■ Exercise
Look below for the line that contains "Target: volkswagen emblem", then quote it and all the lines after it, exactly, with the pictures left out.
* * * * *
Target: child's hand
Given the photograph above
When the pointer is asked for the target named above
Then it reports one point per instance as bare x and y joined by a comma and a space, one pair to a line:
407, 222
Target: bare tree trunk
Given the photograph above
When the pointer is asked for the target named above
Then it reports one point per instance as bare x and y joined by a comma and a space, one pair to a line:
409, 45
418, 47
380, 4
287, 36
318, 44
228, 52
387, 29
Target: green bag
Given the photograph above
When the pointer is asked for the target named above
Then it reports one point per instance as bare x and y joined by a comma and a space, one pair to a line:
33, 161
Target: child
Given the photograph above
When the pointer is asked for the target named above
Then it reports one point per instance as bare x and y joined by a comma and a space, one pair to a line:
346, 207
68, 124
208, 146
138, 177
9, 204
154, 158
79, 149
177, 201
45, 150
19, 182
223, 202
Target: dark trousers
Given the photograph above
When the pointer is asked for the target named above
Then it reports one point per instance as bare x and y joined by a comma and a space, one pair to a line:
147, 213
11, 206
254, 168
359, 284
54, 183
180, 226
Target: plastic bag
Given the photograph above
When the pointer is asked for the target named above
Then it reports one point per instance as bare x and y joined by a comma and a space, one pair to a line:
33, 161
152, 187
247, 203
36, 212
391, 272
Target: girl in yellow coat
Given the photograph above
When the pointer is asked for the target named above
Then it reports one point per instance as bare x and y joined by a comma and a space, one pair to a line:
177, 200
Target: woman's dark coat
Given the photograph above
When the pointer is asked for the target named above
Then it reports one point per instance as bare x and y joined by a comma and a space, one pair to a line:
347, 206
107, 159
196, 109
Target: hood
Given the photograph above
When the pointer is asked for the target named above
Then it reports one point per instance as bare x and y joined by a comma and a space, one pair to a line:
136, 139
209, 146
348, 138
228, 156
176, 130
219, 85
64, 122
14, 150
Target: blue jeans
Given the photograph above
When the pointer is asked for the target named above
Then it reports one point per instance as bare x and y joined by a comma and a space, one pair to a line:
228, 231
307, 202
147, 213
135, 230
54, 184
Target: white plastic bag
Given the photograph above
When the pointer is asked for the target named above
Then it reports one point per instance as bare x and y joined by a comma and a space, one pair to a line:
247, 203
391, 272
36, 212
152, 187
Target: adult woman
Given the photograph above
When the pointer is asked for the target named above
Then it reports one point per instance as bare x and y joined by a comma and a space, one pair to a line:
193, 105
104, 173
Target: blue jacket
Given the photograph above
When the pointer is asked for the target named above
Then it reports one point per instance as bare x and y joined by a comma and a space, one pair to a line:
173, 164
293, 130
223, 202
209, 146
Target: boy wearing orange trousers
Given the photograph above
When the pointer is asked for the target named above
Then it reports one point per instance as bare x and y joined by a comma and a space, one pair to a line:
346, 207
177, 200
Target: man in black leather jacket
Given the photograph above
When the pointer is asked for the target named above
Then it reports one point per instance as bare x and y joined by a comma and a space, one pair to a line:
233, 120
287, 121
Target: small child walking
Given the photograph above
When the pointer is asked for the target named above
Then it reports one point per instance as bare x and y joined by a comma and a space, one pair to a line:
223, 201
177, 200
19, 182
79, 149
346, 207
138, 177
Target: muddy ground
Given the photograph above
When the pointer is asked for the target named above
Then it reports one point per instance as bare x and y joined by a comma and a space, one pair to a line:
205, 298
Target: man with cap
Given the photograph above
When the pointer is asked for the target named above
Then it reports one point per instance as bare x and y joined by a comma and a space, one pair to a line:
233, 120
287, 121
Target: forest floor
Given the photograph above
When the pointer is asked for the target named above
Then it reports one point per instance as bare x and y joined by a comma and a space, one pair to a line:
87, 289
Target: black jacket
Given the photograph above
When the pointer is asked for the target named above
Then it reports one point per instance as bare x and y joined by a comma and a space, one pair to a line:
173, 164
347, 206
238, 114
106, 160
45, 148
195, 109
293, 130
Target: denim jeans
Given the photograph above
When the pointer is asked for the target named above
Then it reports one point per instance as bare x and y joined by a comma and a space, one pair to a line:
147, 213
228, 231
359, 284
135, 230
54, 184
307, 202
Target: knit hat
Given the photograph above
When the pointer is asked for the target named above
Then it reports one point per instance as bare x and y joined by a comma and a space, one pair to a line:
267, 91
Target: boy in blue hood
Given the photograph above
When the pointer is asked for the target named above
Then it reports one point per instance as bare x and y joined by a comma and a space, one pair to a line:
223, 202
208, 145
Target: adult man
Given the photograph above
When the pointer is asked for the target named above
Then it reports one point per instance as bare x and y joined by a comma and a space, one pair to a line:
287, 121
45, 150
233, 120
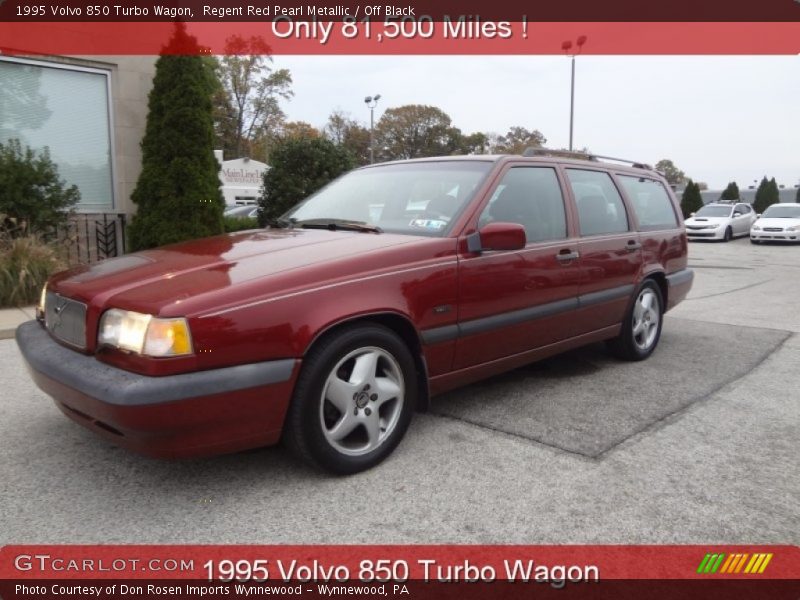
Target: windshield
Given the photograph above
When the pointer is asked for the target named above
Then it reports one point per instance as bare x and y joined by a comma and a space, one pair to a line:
411, 198
714, 211
782, 212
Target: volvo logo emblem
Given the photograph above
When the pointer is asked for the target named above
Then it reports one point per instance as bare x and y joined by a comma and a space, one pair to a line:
61, 304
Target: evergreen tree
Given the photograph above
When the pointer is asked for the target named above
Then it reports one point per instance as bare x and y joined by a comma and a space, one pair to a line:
177, 194
691, 201
299, 167
731, 192
773, 193
762, 196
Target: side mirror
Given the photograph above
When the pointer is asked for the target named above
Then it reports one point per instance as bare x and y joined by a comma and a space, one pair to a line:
498, 236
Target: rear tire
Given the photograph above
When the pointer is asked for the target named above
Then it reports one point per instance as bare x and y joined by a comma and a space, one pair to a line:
641, 328
353, 400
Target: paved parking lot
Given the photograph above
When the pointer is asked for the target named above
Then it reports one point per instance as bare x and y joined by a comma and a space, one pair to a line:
699, 444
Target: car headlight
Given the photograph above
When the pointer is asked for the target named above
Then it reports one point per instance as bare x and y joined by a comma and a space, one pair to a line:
144, 334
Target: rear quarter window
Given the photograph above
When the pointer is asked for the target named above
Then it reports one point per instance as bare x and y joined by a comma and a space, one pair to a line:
650, 201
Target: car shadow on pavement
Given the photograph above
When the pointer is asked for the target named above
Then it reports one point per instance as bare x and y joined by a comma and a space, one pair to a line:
587, 402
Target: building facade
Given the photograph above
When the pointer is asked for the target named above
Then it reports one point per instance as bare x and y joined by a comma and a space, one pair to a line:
90, 113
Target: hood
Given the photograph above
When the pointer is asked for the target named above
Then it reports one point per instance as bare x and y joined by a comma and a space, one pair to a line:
706, 220
163, 278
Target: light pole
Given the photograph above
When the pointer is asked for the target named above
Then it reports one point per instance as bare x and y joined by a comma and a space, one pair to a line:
372, 102
566, 47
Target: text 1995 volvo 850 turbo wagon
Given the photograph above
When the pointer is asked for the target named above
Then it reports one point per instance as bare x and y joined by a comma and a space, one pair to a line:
393, 283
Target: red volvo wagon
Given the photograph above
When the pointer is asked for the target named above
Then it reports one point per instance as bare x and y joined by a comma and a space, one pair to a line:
394, 283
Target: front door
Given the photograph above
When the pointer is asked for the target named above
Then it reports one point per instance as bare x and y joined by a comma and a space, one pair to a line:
513, 301
611, 254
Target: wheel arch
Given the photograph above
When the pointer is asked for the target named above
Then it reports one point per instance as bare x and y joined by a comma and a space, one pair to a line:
661, 279
398, 324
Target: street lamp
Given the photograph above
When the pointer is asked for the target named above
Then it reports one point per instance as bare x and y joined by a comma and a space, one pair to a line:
566, 47
372, 102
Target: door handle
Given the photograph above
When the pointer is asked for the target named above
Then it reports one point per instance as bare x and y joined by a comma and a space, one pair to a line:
633, 245
566, 254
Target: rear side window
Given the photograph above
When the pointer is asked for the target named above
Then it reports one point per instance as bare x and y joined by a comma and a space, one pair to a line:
600, 207
650, 201
530, 196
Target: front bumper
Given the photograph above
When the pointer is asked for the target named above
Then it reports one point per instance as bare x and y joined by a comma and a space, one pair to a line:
706, 234
775, 236
191, 414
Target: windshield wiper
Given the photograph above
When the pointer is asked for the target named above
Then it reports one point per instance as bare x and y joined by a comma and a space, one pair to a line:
338, 224
281, 223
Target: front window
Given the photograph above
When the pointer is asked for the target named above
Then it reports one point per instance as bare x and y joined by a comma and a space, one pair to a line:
782, 212
411, 198
714, 211
64, 108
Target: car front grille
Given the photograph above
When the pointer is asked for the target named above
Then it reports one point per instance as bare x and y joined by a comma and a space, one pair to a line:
65, 319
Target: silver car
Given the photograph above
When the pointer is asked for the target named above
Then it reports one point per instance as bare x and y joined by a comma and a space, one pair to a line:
718, 221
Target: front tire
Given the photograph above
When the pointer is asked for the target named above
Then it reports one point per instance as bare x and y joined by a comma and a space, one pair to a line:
353, 400
641, 328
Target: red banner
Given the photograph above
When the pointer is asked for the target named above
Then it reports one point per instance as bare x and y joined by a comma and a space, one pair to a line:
470, 36
412, 571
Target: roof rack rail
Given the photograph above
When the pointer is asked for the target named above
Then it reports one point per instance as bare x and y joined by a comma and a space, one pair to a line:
536, 151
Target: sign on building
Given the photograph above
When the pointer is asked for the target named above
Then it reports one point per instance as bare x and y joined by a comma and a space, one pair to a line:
241, 179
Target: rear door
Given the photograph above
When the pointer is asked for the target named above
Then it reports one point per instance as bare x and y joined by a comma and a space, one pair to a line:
610, 249
513, 301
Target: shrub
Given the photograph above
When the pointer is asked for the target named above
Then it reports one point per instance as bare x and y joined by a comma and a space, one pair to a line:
25, 264
298, 168
32, 192
766, 195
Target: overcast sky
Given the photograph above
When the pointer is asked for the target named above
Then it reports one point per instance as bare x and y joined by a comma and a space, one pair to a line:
718, 118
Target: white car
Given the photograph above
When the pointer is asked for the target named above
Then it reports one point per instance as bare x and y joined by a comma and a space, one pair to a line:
779, 223
717, 221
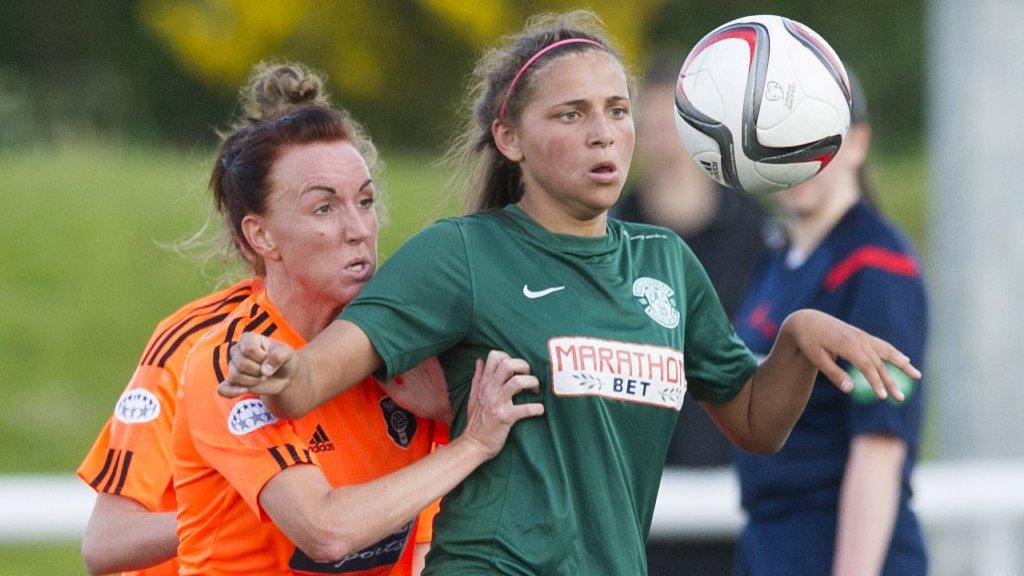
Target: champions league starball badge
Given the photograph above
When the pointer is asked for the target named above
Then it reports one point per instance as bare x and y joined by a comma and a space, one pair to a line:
656, 297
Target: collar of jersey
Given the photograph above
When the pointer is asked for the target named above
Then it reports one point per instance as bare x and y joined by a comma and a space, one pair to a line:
567, 243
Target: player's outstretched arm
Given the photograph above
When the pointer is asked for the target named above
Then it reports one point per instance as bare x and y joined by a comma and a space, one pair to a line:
329, 524
124, 535
761, 416
293, 382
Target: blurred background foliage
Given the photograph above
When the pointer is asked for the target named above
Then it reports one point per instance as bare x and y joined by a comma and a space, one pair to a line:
167, 71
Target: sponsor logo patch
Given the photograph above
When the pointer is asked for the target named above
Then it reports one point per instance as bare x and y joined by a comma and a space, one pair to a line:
400, 422
249, 415
384, 552
656, 299
627, 371
136, 406
320, 442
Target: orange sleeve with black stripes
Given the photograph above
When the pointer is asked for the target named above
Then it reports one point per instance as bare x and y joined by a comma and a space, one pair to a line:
131, 455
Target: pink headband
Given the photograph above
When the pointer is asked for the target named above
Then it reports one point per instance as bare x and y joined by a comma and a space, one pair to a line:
526, 65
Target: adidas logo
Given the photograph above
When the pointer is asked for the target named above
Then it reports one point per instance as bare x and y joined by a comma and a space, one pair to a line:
711, 168
320, 442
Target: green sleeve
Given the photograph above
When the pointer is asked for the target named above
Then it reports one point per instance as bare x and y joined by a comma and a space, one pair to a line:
420, 303
718, 363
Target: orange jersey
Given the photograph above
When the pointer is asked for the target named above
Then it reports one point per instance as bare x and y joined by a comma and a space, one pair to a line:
225, 451
131, 456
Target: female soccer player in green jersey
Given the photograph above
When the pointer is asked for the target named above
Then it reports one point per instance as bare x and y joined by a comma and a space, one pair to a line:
615, 320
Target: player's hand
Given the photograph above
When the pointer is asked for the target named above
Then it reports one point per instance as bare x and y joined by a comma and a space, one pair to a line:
822, 338
491, 410
258, 365
422, 391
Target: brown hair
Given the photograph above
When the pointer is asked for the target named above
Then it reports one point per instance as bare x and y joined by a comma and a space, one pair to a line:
274, 89
284, 105
492, 179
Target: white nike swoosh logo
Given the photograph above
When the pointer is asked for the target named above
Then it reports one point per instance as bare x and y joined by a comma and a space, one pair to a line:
531, 294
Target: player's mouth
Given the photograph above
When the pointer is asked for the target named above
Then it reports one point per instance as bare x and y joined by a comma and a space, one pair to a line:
359, 269
604, 172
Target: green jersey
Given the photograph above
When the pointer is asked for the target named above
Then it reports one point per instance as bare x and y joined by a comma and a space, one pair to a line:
615, 328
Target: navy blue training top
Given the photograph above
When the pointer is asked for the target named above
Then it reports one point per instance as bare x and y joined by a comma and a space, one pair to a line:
863, 273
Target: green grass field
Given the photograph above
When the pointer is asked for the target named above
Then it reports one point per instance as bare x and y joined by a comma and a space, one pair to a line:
84, 279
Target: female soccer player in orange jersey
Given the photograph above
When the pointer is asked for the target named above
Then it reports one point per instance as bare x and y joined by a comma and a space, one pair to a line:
133, 526
258, 495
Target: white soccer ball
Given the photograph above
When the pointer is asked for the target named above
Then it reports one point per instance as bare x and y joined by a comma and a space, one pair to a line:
762, 104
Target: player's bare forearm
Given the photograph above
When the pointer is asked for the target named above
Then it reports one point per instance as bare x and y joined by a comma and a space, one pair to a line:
761, 416
868, 504
294, 382
123, 535
330, 524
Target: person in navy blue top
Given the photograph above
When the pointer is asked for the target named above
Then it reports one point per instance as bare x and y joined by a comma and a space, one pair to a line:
836, 499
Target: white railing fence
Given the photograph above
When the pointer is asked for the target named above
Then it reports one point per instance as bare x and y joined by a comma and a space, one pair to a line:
973, 511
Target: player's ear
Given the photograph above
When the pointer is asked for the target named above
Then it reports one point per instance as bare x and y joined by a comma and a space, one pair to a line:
259, 238
858, 140
506, 140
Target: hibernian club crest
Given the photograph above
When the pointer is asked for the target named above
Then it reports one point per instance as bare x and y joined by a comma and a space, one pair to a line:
656, 297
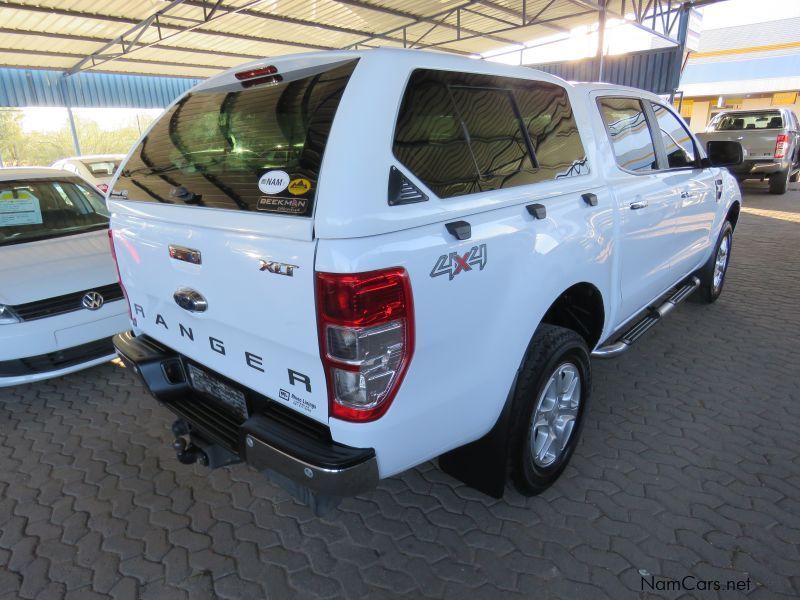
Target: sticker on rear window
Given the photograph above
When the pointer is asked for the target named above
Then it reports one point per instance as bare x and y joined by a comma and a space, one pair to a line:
299, 186
20, 210
273, 182
288, 206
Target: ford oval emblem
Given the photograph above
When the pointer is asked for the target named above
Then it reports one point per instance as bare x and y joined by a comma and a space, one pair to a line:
191, 300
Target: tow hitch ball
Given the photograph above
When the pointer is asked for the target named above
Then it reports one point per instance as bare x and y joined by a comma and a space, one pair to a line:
187, 452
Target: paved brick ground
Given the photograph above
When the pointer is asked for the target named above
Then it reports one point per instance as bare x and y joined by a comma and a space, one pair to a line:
688, 466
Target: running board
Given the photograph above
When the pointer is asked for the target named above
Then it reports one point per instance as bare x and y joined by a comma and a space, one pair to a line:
653, 316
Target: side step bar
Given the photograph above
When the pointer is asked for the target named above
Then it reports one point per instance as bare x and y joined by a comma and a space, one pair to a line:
653, 316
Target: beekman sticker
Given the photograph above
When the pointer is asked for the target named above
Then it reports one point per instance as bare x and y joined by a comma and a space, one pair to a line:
273, 182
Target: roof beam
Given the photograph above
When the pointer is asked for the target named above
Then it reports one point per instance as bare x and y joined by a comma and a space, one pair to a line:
416, 19
518, 15
124, 59
164, 26
93, 40
295, 21
520, 44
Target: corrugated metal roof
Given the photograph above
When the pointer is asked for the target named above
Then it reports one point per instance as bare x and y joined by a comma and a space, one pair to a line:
59, 34
28, 87
653, 70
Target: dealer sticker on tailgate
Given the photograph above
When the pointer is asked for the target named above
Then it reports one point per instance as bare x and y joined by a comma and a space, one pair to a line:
203, 382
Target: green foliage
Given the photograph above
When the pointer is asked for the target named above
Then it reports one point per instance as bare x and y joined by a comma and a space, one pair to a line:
42, 148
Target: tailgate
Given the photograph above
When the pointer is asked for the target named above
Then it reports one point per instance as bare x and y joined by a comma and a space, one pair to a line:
259, 327
216, 204
758, 145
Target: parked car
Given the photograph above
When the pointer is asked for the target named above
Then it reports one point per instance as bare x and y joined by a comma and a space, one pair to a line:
427, 275
771, 141
60, 301
97, 169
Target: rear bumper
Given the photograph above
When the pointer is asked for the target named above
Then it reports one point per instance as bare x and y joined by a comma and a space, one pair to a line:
55, 364
758, 168
273, 437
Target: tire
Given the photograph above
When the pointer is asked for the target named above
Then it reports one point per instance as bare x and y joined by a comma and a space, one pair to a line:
711, 280
779, 182
555, 355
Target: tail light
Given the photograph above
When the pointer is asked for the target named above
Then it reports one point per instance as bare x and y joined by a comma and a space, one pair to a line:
366, 333
781, 145
119, 277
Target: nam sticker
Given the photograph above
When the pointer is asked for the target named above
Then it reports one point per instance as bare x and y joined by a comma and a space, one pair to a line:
300, 186
273, 182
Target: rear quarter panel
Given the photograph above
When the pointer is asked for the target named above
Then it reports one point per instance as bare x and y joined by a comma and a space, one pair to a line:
472, 330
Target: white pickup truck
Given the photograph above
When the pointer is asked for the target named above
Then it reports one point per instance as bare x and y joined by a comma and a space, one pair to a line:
341, 265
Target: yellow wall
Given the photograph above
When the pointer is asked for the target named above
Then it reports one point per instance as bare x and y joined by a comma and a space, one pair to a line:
701, 111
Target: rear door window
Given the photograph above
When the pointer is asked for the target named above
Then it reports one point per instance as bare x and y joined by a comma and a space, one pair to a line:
466, 133
678, 142
631, 140
257, 149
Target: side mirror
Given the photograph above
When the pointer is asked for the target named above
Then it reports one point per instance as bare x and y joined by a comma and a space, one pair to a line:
724, 153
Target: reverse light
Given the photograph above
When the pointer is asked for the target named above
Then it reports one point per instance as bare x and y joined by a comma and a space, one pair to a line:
7, 316
119, 277
366, 332
781, 145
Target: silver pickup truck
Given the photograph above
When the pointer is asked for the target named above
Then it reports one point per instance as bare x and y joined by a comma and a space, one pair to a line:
770, 139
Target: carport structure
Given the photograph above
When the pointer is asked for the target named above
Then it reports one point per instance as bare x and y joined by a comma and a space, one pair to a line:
197, 38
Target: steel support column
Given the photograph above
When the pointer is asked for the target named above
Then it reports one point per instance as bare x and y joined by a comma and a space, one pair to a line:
601, 41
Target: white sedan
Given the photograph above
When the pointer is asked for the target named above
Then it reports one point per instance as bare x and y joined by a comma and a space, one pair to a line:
60, 300
97, 169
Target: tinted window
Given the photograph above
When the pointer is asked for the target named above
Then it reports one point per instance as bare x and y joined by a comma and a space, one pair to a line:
467, 133
678, 142
43, 208
629, 133
738, 121
250, 149
103, 168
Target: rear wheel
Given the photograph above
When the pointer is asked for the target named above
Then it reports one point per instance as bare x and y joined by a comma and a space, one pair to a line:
779, 182
549, 403
712, 275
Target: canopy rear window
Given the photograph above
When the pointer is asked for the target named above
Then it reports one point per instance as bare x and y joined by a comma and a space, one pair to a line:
256, 149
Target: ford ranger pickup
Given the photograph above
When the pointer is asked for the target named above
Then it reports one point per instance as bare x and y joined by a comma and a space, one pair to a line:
340, 265
770, 140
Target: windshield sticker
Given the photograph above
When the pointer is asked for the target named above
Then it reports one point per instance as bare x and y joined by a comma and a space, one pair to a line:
300, 186
20, 210
289, 206
273, 182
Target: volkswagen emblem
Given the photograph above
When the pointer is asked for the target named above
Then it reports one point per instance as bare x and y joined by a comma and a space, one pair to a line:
92, 300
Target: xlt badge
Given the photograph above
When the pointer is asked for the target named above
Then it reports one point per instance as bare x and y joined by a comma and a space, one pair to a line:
277, 268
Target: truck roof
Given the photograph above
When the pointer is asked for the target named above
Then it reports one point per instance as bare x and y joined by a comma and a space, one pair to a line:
12, 173
401, 59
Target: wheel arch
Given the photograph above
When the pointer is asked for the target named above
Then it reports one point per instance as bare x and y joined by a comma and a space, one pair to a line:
580, 308
733, 214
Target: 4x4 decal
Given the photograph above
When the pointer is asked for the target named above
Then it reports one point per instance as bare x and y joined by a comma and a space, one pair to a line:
454, 263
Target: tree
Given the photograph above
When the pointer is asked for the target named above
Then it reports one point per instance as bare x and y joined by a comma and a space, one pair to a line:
42, 148
12, 138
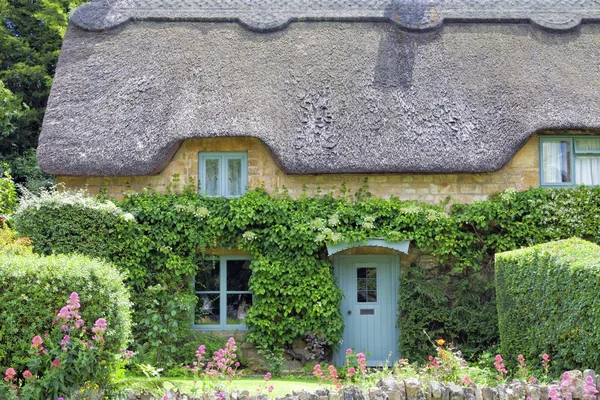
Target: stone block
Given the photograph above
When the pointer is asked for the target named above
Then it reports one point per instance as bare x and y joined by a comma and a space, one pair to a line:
395, 390
534, 392
469, 393
376, 393
456, 391
434, 391
335, 396
413, 389
354, 393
* * * * *
■ Output below
Target: volkswagen emblem
Given the photograph above
When the pointer is asked for the target named above
Then it reports one point per instance as bare x and y joined by a comma and a space, one pair to a line:
92, 300
Target: xlt badge
Given the photograph above
When the pointer is asked for the target named above
Then it reports one point per instance as bare x and y joined by a comma and a space, one pair to a line:
277, 268
Target: truck roof
Given the photograph above
When the pointer is asked for the target named above
Then it reports one point per instance as bare x and y joined by a comma and a space, one pair to a line:
12, 173
401, 59
Target: wheel arch
Given the photograph above
When the pointer is asked for the target named above
Then it reports one point per instance as bare x and y joined by a comma and a space, one pair to a line:
580, 308
733, 214
Target: 4x4 decal
Given the photograph above
When the pointer is asked for the target named above
Then it reports one point per instance as bare x and y joined by a comma and a space, one pair to a line:
454, 263
Target: tree
Given the photograph above
When the pointer is asked for the target named above
Then it reports one point per instance as bare x and y joined by a comma and a space, one pair to a line:
42, 148
12, 138
Target: stone block
Given the photograph above
When the pointer is asked for the target named above
Then it reports one point per instance as bare x and y joined by a comma and a space, one pair to a line:
395, 390
534, 392
469, 393
376, 393
456, 391
434, 391
335, 396
413, 389
354, 393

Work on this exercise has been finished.